Sunday, 3 August 2014

Praying for peace


Centenary of WW1
100 years ago today, Foreign Secretary, Sir Edward Grey said : "The lamps are going out all over Europe; we shall not see them lit again in our life-time.
The following day, Britain embarked on the First World War, a conflict lasting 4 years and costing the lives of over 16 million men, women and children and the maiming or injuring of over 20 million.
The First World War was to be the war that ended all war.
But, as we know, that was not the case, neither on these shores or elsewhere in the world.
People are being asked to embrace the symbolism of lighting a candle between 10 and 11 tomorrow night to encourage a period of reflection on human sacrifice and the cost of war.
This is not an Act of Remembrance such as that we observe at Armistice in November though, of course, there are elements of Remembrance.
Rather, the focus of a lit candle, is a  reflection of hope for future generations.
That is made all the more difficult, all the more poignant and all the more vital with the vast amount of conflicts raging in our world today.

• **Listing**:

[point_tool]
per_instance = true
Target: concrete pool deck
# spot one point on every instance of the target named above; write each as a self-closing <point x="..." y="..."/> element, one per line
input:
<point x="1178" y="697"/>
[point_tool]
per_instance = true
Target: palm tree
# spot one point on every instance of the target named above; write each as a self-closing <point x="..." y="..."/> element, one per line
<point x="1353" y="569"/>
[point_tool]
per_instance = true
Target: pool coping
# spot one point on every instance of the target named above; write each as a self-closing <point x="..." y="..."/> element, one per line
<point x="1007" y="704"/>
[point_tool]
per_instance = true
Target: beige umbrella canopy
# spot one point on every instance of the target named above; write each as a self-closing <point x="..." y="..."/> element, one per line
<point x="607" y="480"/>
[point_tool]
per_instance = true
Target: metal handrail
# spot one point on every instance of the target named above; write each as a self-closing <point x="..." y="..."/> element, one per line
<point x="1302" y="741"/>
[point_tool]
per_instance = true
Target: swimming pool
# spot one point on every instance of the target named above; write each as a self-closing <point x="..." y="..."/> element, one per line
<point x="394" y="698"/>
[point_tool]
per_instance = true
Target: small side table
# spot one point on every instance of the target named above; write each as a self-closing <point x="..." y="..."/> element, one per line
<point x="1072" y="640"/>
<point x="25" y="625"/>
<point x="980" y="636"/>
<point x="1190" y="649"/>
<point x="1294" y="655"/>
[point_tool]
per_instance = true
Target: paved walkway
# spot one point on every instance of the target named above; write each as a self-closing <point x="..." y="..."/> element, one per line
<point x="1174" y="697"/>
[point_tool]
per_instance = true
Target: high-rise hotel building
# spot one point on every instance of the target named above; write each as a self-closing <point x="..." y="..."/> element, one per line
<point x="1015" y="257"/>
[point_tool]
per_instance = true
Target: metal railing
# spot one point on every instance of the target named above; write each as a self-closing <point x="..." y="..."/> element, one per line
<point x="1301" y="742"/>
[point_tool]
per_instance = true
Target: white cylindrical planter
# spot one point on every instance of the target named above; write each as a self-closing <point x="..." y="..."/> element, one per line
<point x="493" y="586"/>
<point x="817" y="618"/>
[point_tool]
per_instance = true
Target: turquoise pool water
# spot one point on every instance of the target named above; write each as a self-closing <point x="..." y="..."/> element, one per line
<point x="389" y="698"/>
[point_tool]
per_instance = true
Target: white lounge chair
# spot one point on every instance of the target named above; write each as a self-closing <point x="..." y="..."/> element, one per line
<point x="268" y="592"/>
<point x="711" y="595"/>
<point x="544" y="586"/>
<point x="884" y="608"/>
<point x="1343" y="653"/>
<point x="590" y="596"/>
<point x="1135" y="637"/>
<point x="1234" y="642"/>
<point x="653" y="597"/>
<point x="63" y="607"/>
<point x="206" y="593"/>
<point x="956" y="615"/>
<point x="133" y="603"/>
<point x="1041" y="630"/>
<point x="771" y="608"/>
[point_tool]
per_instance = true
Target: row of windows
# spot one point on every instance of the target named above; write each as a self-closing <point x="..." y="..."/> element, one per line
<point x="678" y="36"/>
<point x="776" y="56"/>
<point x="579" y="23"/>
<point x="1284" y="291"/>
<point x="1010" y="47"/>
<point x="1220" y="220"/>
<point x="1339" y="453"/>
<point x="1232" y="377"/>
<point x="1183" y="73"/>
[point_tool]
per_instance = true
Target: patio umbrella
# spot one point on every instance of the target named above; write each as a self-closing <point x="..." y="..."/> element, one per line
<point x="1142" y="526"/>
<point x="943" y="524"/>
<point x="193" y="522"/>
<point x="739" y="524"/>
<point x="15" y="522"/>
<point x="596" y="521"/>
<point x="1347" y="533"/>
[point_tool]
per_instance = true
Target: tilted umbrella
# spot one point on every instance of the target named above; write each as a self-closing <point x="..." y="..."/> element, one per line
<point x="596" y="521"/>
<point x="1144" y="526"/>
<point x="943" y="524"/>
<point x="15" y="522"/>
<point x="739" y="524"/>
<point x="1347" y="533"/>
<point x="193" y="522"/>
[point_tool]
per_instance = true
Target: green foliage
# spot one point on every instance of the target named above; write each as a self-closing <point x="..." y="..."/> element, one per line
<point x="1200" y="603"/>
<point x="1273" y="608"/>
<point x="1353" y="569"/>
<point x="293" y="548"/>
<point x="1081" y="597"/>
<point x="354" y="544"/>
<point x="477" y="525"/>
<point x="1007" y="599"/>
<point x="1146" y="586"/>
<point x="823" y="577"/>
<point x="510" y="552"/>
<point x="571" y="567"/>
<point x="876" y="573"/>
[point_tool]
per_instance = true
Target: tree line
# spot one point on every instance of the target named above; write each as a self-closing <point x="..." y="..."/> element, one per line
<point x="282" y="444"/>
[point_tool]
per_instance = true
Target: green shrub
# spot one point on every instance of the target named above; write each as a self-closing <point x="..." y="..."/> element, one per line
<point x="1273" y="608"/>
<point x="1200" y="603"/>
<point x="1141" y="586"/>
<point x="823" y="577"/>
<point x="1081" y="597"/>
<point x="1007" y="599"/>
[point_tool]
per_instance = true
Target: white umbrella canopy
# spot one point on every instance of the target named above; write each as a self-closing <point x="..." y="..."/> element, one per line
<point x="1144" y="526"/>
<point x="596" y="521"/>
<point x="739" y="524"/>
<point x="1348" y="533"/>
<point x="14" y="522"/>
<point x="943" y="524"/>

• **Task list**:
1. Answer these from the post on the First World War centenary:
(a) Who said "The lamps are going out all over Europe"?
(b) How many years did the First World War last?
(c) Between what hours are people asked to light a candle tomorrow night?
2. Write the next few sentences of the post on the First World War centenary, following on from its last line.

• **Task results**:
1.
(a) Sir Edward Grey, the Foreign Secretary.
(b) 4 years.
(c) Between 10 and 11.

2.
Many years ago when I sat Higher English, one of the set texts was  Sunset Song, part of A Scots Quair by Lewis Grassic Gibbon.
These words come from Sunset Song:
They went quiet and brave from the lands they loved, though seldom of that love might they speak, it was not in them to tell in words of the earth that moved and lived and abided, their life and enduring love. And who knows at the last what memories of it were with them, the springs and the winters of this land and all the sounds and scents of it that had once been theirs, deep, and a passion of their blood and spirit, those who died in France? With them we may say there died a thing older than themselves...
A new generation will come up that knows them not, except as a memory in a song...
They died for a world that is past, these men, but they did not die for this that we seem to inherit. Beyond it and us there shines a greater hope and a newer world, undreamt when these men died.

Beyond it and us there shines a greater hope and a newer world.
Still,that world has not been realised.
Still folk are forced from their homes and their lands as war continues. 
Still tribes and nations are decimated and the poor and the vulnerable are forever victims.
More than ever before,this generation has to continue the hope and the dream of a world without war.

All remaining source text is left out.